ESERCIZI:
1) Modifichi il brano sulla presentazione del libro a partire da "E poi, come" e fino a "prima di proseguire.", riportandolo con "proiettore" sostituito da "computer".
2) Trascriva parola per parola le righe del dataset di puntamento, iniziando dalla riga che contiene "this form: (1251,861)." e terminando con l'ultima riga, entrambe incluse.

SEZIONE DEL DOCUMENTO:

+ + + + + + +

E poi, come spesso mi accade, ci sono capitata. Un po’ l’ho cercata, un po’ ci sono incappata. Forse l’autrice si ricorda di me come di quella che ha cercato di collegare i cavi del proiettore senza ottenere grandi risultati. Speravo di poter dare una mano. Anche per sentirmi parte di una presentazione letteraria sulla Cina, un mondo che un tempo studiavo. L’Asia ha avuto molti modi per chiamarmi. Questo libro l’ha fatto con la stessa delicatezza dell’autrice: con un taglio semplice e diretto. Con una narrazione che mi ha sorpresa non tanto per la storia in sé, quanto per il tema che affronta. Se non avete letto il libro, da qui in poi potreste trovare un po’ di spoiler, pensateci bene prima di proseguire.

+ + + + + + +

Voci da un dataset di puntamento:
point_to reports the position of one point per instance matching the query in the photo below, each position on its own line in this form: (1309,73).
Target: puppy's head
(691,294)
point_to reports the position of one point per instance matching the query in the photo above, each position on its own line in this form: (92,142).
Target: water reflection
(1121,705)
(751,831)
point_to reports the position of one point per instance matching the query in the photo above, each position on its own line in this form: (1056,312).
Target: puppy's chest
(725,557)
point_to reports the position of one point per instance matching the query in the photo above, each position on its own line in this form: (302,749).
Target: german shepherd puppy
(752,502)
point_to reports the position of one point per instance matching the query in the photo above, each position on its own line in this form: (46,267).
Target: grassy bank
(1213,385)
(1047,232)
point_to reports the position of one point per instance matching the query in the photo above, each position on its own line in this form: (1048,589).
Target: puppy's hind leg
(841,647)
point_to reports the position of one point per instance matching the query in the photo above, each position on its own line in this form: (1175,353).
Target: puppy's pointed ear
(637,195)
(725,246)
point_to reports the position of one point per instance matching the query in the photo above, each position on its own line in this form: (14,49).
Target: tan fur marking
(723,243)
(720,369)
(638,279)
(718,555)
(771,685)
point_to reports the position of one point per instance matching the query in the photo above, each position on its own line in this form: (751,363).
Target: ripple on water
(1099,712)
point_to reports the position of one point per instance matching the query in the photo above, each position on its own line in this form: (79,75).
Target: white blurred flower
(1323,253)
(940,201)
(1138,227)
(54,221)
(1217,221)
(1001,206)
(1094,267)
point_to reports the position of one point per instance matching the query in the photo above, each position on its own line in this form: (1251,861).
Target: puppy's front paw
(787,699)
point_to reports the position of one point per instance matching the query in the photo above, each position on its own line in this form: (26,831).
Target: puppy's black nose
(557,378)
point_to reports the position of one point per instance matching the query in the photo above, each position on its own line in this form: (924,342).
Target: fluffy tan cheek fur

+ + + + + + +

RISULTATI:
1)
E poi, come spesso mi accade, ci sono capitata. Un po’ l’ho cercata, un po’ ci sono incappata. Forse l’autrice si ricorda di me come di quella che ha cercato di collegare i cavi del computer senza ottenere grandi risultati. Speravo di poter dare una mano. Anche per sentirmi parte di una presentazione letteraria sulla Cina, un mondo che un tempo studiavo. L’Asia ha avuto molti modi per chiamarmi. Questo libro l’ha fatto con la stessa delicatezza dell’autrice: con un taglio semplice e diretto. Con una narrazione che mi ha sorpresa non tanto per la storia in sé, quanto per il tema che affronta. Se non avete letto il libro, da qui in poi potreste trovare un po’ di spoiler, pensateci bene prima di proseguire.

2)
point_to reports the position of one point per instance matching the query in the photo above, each position on its own line in this form: (1251,861).
Target: puppy's front paw
(787,699)
point_to reports the position of one point per instance matching the query in the photo above, each position on its own line in this form: (26,831).
Target: puppy's black nose
(557,378)
point_to reports the position of one point per instance matching the query in the photo above, each position on its own line in this form: (924,342).
Target: fluffy tan cheek fur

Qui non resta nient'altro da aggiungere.